▶ [GOAL OF THE EXERCISE]
Reproduce every line of the listing below word for word, leaving out the pictures.

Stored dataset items

..............................

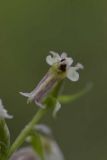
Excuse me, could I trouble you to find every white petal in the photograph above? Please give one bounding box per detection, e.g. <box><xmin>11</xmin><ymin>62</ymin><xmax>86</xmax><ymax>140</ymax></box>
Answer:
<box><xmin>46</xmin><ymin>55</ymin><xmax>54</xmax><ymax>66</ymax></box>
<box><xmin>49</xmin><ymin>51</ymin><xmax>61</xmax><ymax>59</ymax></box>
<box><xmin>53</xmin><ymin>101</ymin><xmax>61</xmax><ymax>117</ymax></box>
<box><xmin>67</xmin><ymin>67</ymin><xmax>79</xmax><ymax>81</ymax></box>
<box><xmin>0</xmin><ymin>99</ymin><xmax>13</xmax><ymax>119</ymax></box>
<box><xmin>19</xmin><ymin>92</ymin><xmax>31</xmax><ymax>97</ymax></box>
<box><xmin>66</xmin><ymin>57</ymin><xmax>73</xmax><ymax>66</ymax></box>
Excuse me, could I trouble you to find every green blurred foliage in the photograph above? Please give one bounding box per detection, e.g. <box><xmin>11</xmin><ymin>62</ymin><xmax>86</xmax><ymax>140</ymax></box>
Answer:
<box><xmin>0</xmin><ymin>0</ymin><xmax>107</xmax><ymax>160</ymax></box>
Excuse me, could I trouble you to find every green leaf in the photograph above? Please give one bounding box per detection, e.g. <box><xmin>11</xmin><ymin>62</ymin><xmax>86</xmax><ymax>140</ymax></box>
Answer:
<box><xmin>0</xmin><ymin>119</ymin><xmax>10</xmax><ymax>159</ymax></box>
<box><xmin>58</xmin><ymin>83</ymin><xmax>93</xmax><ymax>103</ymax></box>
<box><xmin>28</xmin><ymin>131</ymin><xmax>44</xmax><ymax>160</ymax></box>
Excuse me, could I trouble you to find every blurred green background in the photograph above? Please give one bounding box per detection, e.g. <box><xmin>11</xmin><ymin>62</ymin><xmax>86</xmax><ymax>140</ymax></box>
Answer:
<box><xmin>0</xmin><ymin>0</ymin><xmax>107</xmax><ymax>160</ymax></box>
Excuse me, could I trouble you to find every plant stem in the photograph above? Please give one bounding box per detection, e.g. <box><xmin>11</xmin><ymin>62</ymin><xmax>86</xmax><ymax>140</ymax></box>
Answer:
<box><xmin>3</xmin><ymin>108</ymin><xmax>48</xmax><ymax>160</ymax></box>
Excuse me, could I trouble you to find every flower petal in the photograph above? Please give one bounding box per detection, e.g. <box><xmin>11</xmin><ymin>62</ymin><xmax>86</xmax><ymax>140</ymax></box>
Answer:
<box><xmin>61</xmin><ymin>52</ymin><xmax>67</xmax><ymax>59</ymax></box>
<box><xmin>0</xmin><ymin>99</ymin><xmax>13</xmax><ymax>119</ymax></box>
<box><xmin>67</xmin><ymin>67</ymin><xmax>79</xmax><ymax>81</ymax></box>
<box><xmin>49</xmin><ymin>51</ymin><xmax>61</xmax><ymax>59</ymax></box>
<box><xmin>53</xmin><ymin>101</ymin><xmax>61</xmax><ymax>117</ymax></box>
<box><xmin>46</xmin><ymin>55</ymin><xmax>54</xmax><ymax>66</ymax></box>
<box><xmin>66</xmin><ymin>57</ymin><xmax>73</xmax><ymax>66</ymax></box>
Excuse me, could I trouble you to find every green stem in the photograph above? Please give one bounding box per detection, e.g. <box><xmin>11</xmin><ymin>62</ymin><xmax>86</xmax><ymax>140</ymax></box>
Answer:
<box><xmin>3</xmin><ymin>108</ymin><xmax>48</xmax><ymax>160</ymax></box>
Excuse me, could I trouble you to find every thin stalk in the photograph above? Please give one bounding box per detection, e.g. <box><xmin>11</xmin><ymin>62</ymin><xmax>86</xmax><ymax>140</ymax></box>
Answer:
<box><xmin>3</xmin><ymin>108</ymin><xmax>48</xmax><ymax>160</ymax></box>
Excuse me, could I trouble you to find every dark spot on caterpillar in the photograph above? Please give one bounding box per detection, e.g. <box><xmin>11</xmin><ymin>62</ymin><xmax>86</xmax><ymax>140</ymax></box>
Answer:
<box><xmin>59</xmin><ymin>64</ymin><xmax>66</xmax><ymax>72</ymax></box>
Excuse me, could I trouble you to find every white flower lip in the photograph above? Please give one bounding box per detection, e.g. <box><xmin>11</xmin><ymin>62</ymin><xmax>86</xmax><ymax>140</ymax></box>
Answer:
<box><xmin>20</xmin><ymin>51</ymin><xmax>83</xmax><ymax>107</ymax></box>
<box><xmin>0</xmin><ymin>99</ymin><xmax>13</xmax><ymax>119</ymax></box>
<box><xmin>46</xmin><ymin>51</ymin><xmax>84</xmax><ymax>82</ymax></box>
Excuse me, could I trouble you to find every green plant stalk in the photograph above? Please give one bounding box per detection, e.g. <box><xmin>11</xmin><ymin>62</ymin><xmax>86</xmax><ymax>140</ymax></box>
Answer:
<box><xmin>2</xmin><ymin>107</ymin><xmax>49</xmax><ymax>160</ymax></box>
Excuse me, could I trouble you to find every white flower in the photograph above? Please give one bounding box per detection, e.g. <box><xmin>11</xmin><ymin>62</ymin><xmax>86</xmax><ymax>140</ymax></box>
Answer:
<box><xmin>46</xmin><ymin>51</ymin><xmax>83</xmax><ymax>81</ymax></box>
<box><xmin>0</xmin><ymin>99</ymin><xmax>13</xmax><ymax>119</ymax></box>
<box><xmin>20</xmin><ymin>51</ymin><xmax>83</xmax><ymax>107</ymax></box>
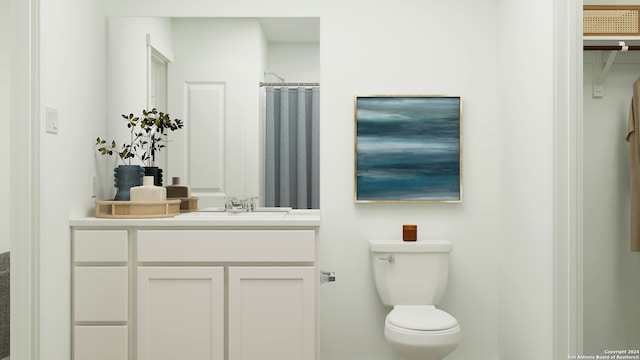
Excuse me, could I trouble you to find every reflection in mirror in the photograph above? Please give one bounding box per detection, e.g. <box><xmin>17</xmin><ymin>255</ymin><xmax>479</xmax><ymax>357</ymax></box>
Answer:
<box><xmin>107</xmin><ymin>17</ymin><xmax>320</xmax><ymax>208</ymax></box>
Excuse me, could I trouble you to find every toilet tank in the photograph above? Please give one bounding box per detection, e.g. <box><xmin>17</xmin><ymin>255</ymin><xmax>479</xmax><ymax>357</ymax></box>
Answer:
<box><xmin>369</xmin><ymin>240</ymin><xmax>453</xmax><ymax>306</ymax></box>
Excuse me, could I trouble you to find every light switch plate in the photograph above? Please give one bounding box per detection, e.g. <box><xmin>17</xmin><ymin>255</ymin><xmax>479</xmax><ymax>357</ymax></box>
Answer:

..............................

▶ [ANSWER TO THE EXERCISE]
Excuse me, could I trouble you to find every white petal in the photograph above? Please give one bounding box per detection, e.g. <box><xmin>11</xmin><ymin>62</ymin><xmax>86</xmax><ymax>140</ymax></box>
Answer:
<box><xmin>46</xmin><ymin>55</ymin><xmax>54</xmax><ymax>66</ymax></box>
<box><xmin>49</xmin><ymin>51</ymin><xmax>61</xmax><ymax>59</ymax></box>
<box><xmin>53</xmin><ymin>101</ymin><xmax>61</xmax><ymax>117</ymax></box>
<box><xmin>67</xmin><ymin>67</ymin><xmax>79</xmax><ymax>81</ymax></box>
<box><xmin>0</xmin><ymin>99</ymin><xmax>13</xmax><ymax>119</ymax></box>
<box><xmin>19</xmin><ymin>92</ymin><xmax>31</xmax><ymax>97</ymax></box>
<box><xmin>66</xmin><ymin>57</ymin><xmax>73</xmax><ymax>66</ymax></box>
Excuse me, could I trouble you to find every green blurred foliage in the photograph above? Please give one bounding box per detection, e.g. <box><xmin>11</xmin><ymin>62</ymin><xmax>86</xmax><ymax>140</ymax></box>
Answer:
<box><xmin>0</xmin><ymin>0</ymin><xmax>107</xmax><ymax>160</ymax></box>
Excuse me, could I trouble you to find every green leaf in the photograph above? Please give one bounding box per detection, e.g. <box><xmin>11</xmin><ymin>62</ymin><xmax>86</xmax><ymax>140</ymax></box>
Answer:
<box><xmin>0</xmin><ymin>119</ymin><xmax>10</xmax><ymax>159</ymax></box>
<box><xmin>58</xmin><ymin>83</ymin><xmax>93</xmax><ymax>103</ymax></box>
<box><xmin>28</xmin><ymin>131</ymin><xmax>44</xmax><ymax>160</ymax></box>
Excuse me, could I trouble you to find every blurred green background in the photograph above? Please give one bounding box per detection, e.g. <box><xmin>11</xmin><ymin>62</ymin><xmax>86</xmax><ymax>140</ymax></box>
Answer:
<box><xmin>0</xmin><ymin>0</ymin><xmax>107</xmax><ymax>160</ymax></box>
Excuse me, could I trouble you to find every plant stem in the photograph above? Please give one bounding box per detection, e.g. <box><xmin>11</xmin><ymin>62</ymin><xmax>86</xmax><ymax>140</ymax></box>
Answer:
<box><xmin>3</xmin><ymin>108</ymin><xmax>48</xmax><ymax>160</ymax></box>
Excuse me, could I trouble you to find every flower petal in the photograph above? Please give one bounding box per detection, e.g. <box><xmin>11</xmin><ymin>62</ymin><xmax>86</xmax><ymax>140</ymax></box>
Answer:
<box><xmin>61</xmin><ymin>52</ymin><xmax>67</xmax><ymax>59</ymax></box>
<box><xmin>0</xmin><ymin>99</ymin><xmax>13</xmax><ymax>119</ymax></box>
<box><xmin>67</xmin><ymin>67</ymin><xmax>79</xmax><ymax>81</ymax></box>
<box><xmin>49</xmin><ymin>51</ymin><xmax>61</xmax><ymax>59</ymax></box>
<box><xmin>53</xmin><ymin>101</ymin><xmax>61</xmax><ymax>117</ymax></box>
<box><xmin>46</xmin><ymin>55</ymin><xmax>54</xmax><ymax>66</ymax></box>
<box><xmin>66</xmin><ymin>57</ymin><xmax>73</xmax><ymax>66</ymax></box>
Excuse me, could I trouble you to find every green stem in the photograph above? Please give one bounding box per detection, e.g. <box><xmin>11</xmin><ymin>62</ymin><xmax>86</xmax><ymax>140</ymax></box>
Answer:
<box><xmin>3</xmin><ymin>108</ymin><xmax>48</xmax><ymax>160</ymax></box>
Excuse me, could I trouble you to find every thin stalk in the photograph above? Please give one bounding box per detection, e.g. <box><xmin>11</xmin><ymin>62</ymin><xmax>86</xmax><ymax>140</ymax></box>
Answer:
<box><xmin>3</xmin><ymin>108</ymin><xmax>48</xmax><ymax>160</ymax></box>
Excuse me, could I trouble you to find every dark spot on caterpillar in the photograph above? Please give one bounding box per detection, e.g. <box><xmin>11</xmin><ymin>62</ymin><xmax>86</xmax><ymax>140</ymax></box>
Answer:
<box><xmin>59</xmin><ymin>64</ymin><xmax>66</xmax><ymax>72</ymax></box>
Excuse me, could I trouble you to find every white flower lip in the photograph above? Please give one bounding box per detection, e.g. <box><xmin>11</xmin><ymin>62</ymin><xmax>86</xmax><ymax>140</ymax></box>
Answer:
<box><xmin>20</xmin><ymin>51</ymin><xmax>83</xmax><ymax>107</ymax></box>
<box><xmin>0</xmin><ymin>99</ymin><xmax>13</xmax><ymax>119</ymax></box>
<box><xmin>46</xmin><ymin>51</ymin><xmax>84</xmax><ymax>82</ymax></box>
Excuse me, could I trouble you to find every green plant stalk in the photograph above? Please give one bounding box per detection, e.g. <box><xmin>11</xmin><ymin>62</ymin><xmax>86</xmax><ymax>140</ymax></box>
Answer:
<box><xmin>2</xmin><ymin>107</ymin><xmax>49</xmax><ymax>160</ymax></box>
Excuse me, could I trouble you to find every white flower in the photograph above? Please give one bounding box per detection, e.g. <box><xmin>11</xmin><ymin>62</ymin><xmax>86</xmax><ymax>140</ymax></box>
Answer:
<box><xmin>46</xmin><ymin>51</ymin><xmax>83</xmax><ymax>81</ymax></box>
<box><xmin>0</xmin><ymin>99</ymin><xmax>13</xmax><ymax>119</ymax></box>
<box><xmin>20</xmin><ymin>51</ymin><xmax>83</xmax><ymax>107</ymax></box>
Excuse me, could I trouble you to find every reflection in mirror in the photograph above? Please give one bounding box per detection, e.g. <box><xmin>17</xmin><ymin>255</ymin><xmax>479</xmax><ymax>357</ymax></box>
Answer:
<box><xmin>107</xmin><ymin>17</ymin><xmax>320</xmax><ymax>208</ymax></box>
Excuse me, could I trouble you to find every toilet tank in the photograph above? Please give one bounding box per detection, e.g. <box><xmin>17</xmin><ymin>255</ymin><xmax>479</xmax><ymax>357</ymax></box>
Answer:
<box><xmin>369</xmin><ymin>240</ymin><xmax>453</xmax><ymax>306</ymax></box>
Excuse me, could I trouble you to find every light switch plate in the photograph above? Please give one bounding box per detection, e.g. <box><xmin>17</xmin><ymin>255</ymin><xmax>479</xmax><ymax>357</ymax></box>
Answer:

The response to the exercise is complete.